→ **Work to do**: Rewrite all of the entries below with every "instance" replaced by "object", keeping everything else the same. Leave the pictures out of your answer.

>> BEGIN Supplied material

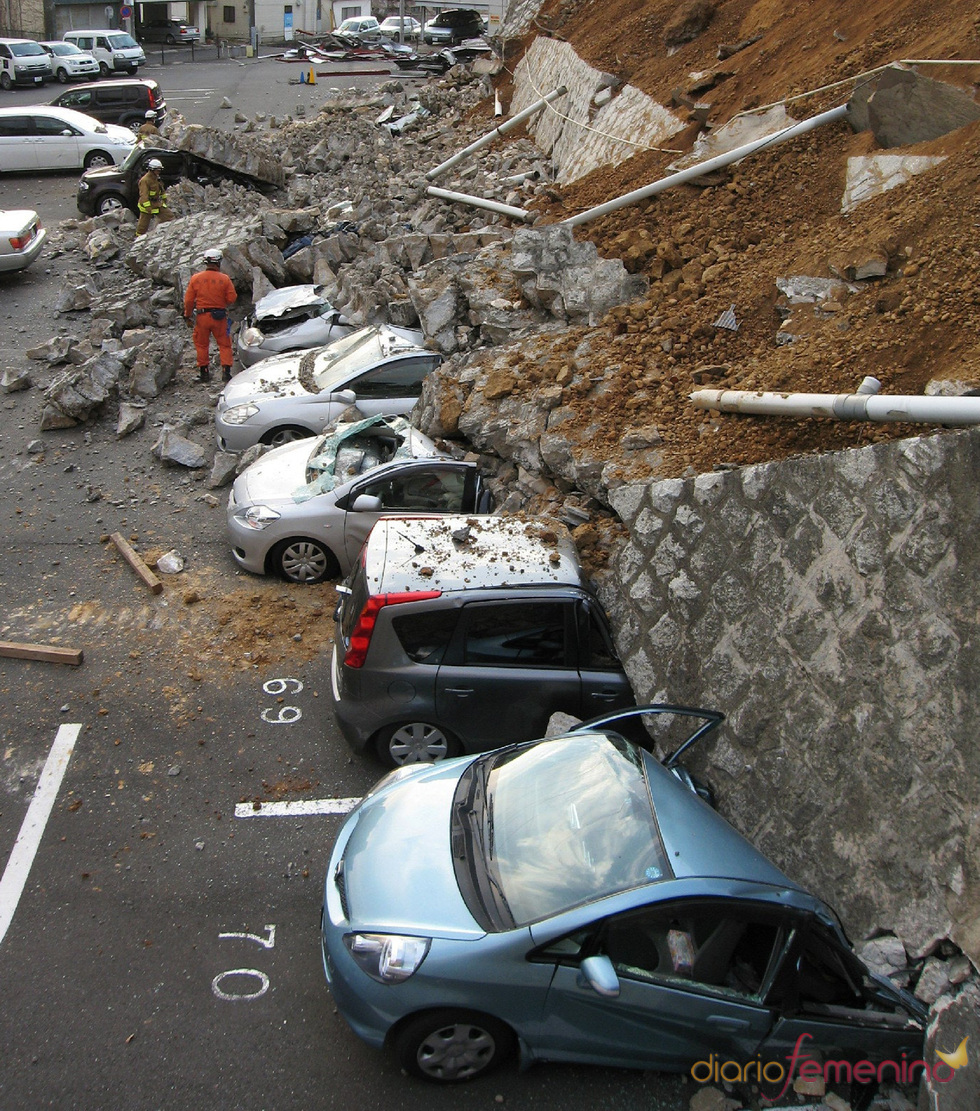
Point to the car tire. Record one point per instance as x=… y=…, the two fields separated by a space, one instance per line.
x=450 y=1047
x=288 y=433
x=303 y=561
x=98 y=160
x=415 y=742
x=111 y=202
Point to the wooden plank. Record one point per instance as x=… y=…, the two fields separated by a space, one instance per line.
x=130 y=556
x=49 y=653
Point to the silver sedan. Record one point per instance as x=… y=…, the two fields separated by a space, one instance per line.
x=303 y=510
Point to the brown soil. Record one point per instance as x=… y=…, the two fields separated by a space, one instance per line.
x=777 y=214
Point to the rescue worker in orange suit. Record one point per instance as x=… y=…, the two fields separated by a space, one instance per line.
x=152 y=202
x=148 y=129
x=209 y=293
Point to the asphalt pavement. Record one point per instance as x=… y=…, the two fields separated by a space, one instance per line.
x=159 y=900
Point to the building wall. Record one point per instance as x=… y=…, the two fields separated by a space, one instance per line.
x=827 y=606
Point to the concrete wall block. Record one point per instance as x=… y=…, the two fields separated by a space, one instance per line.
x=821 y=607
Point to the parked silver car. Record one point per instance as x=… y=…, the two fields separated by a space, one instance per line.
x=303 y=510
x=69 y=63
x=37 y=137
x=295 y=318
x=289 y=397
x=21 y=238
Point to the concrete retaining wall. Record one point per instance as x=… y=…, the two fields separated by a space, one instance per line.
x=828 y=606
x=577 y=134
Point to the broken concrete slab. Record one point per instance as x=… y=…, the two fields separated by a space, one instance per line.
x=178 y=450
x=131 y=418
x=15 y=379
x=902 y=108
x=870 y=174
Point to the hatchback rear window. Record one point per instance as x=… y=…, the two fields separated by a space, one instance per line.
x=425 y=637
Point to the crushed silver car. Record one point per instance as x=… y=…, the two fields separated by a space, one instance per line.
x=297 y=394
x=290 y=319
x=303 y=510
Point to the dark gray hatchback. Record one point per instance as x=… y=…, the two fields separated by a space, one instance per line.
x=463 y=633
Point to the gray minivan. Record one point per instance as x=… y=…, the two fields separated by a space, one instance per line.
x=466 y=633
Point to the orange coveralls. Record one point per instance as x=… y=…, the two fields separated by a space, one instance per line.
x=210 y=289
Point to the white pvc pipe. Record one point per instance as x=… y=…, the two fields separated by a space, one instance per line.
x=708 y=166
x=928 y=410
x=515 y=213
x=487 y=139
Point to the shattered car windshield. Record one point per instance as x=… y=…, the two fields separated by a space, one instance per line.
x=552 y=826
x=352 y=449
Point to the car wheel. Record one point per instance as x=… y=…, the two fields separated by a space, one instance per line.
x=305 y=561
x=452 y=1046
x=109 y=203
x=415 y=742
x=97 y=160
x=288 y=434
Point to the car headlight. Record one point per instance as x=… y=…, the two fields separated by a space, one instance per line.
x=238 y=414
x=387 y=958
x=258 y=517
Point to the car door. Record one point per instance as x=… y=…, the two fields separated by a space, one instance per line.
x=511 y=664
x=423 y=487
x=57 y=143
x=827 y=996
x=18 y=142
x=393 y=388
x=692 y=976
x=605 y=683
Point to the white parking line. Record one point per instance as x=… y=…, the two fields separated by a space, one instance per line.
x=32 y=828
x=297 y=809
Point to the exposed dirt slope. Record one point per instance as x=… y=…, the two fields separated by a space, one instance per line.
x=777 y=214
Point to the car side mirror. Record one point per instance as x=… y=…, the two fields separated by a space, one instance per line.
x=598 y=973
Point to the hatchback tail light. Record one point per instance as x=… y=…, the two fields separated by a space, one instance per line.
x=19 y=242
x=360 y=639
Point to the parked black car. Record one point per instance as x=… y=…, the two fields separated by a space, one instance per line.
x=117 y=101
x=453 y=24
x=118 y=186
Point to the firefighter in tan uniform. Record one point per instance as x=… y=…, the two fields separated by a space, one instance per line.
x=152 y=203
x=209 y=293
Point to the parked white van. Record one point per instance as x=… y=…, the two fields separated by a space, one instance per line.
x=115 y=51
x=22 y=62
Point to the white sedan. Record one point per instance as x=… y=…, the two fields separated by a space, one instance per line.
x=39 y=137
x=21 y=237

>> END Supplied material

→ **Answer for this exercise**:
Point to the car tire. Record one point per object as x=… y=…, the two fields separated by a space, one object per line.
x=450 y=1047
x=288 y=433
x=303 y=561
x=98 y=160
x=415 y=742
x=111 y=202
Point to the wooden plank. Record one point per object as x=… y=…, the two fields separated by a space, one object per line.
x=130 y=556
x=49 y=653
Point to the silver sedan. Record one point per object as x=… y=…, the two fields separated by a space, one object per line.
x=303 y=510
Point to the brown soil. Record one point per object as x=… y=…, the two fields separated by a space, one object per line.
x=777 y=214
Point to the rescue worker in orange suit. Record one point per object as x=… y=…, the two fields separated by a space, one object per line.
x=152 y=202
x=148 y=129
x=209 y=293
Point to the asphalt pavement. Record one point per object as x=… y=…, the two fields separated by a space, one object per line.
x=159 y=900
Point to the building wall. Record one point per object as x=… y=…, the two fields separated by a space, one object per line.
x=827 y=606
Point to the concrete wall block. Record one point per object as x=… y=…, the two fields separated by a space, one object per line.
x=821 y=607
Point to the parked silver car. Record one point per object as x=… y=…, the two fields separated by a space, one object per line.
x=303 y=510
x=69 y=63
x=37 y=137
x=295 y=318
x=289 y=397
x=21 y=238
Point to the concrete retaining wall. Record one point per object as x=… y=…, the two fields separated by a space, one object per line.
x=828 y=606
x=577 y=134
Point to the broken concrete slab. Record one point per object as x=… y=…, the two fields separated by a space, one object per line.
x=178 y=450
x=131 y=418
x=15 y=379
x=902 y=108
x=870 y=174
Point to the hatchback rear window. Record one point per object as x=… y=…, the two fields separated by a space, one object per line.
x=425 y=637
Point to the crushed silver car. Record one point per object as x=… y=…, the two fields separated by a space, one object per line.
x=297 y=394
x=290 y=319
x=303 y=510
Point to the dark gray hatchback. Record one point per object as x=… y=…, the two fields separated by a space, one object per line.
x=463 y=633
Point to the gray minivan. Record one point per object as x=… y=…, the two fields separated by a space, one object per line.
x=466 y=633
Point to the orange coveralls. Record one point per object as x=… y=…, the two fields separated by a space, one object per line.
x=210 y=289
Point to the white pvc pipe. Record one point per object as x=… y=…, the two fields separated by a space, one object per line.
x=708 y=166
x=928 y=410
x=515 y=213
x=487 y=139
Point to the shattered car windshield. Record one point per object as x=… y=…, the two fields separated by a space, one object per line.
x=552 y=826
x=352 y=449
Point to the car wheel. Record one point per object as x=… y=…, the two fields separated by a space, one object per line.
x=305 y=561
x=452 y=1046
x=109 y=203
x=415 y=742
x=97 y=160
x=288 y=434
Point to the car headlight. Record one point per object as x=… y=…, the two fields separated by a space, one object per line.
x=238 y=414
x=387 y=958
x=258 y=517
Point to the car door. Record one point per object as x=… y=…, the two fields separated by a space, one object per line.
x=511 y=664
x=423 y=487
x=57 y=143
x=827 y=996
x=18 y=142
x=393 y=388
x=692 y=976
x=605 y=683
Point to the white parking line. Record one point per object as x=… y=…, the two fields separated by a space, one object per line.
x=32 y=828
x=297 y=809
Point to the exposed dirt slope. Record one point per object as x=… y=…, the two fields separated by a space, one object per line.
x=777 y=214
Point to the car side mirror. Record one point per object as x=… y=…, the two fields separated by a space, one object per line.
x=598 y=973
Point to the hatchback tail light. Record one point per object as x=… y=…, the two fields separated by a space, one object per line.
x=19 y=242
x=360 y=639
Point to the parked black car. Record one point per object as x=… y=…, the two fields separated by a space, one object per line.
x=117 y=101
x=453 y=24
x=118 y=186
Point to the firefighter in tan uniform. Record one point per object as x=… y=…, the two fields separated by a space, one object per line.
x=152 y=203
x=209 y=293
Point to the parked white van. Record one point per object as x=… y=…, the two fields separated by a space, one object per line.
x=115 y=51
x=22 y=62
Point to the white sedan. Record one point per object as x=… y=…, the two fields separated by a space, one object per line.
x=39 y=137
x=21 y=237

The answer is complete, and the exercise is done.